Location identification entries:

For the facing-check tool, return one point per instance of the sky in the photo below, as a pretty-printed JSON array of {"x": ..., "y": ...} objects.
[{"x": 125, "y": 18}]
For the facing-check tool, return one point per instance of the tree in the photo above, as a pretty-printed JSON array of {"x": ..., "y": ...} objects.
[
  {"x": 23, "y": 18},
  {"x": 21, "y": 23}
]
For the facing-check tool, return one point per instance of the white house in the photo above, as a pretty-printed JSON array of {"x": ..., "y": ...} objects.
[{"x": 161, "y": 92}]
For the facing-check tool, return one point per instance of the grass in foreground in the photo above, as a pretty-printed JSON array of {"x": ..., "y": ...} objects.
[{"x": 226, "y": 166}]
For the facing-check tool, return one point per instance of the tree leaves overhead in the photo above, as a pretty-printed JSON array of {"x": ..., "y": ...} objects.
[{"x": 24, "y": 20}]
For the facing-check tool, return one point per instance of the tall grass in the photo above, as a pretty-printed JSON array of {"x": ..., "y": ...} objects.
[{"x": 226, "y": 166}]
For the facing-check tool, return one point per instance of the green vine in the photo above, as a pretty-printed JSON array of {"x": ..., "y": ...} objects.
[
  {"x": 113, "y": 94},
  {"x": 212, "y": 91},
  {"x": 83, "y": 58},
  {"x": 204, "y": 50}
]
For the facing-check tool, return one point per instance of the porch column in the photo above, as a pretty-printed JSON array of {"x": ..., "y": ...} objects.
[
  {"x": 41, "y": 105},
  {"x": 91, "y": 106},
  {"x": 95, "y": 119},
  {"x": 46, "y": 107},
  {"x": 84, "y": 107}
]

SHORT EXERCISE »
Please rescale the rows starting with the line containing "of the porch" and going on through the end of the rows, giving only those lines, requests included. Multiply every x and y coordinate in the answers by 1.65 and round to whole numbers, with halves going up.

SOLUTION TO THE PROBLEM »
For the facing-check tool, return one point per instance of the porch column in the photo above, as a pretty-printed JSON array of {"x": ..., "y": ...} objects.
[
  {"x": 68, "y": 173},
  {"x": 150, "y": 175},
  {"x": 157, "y": 196},
  {"x": 76, "y": 177},
  {"x": 139, "y": 177}
]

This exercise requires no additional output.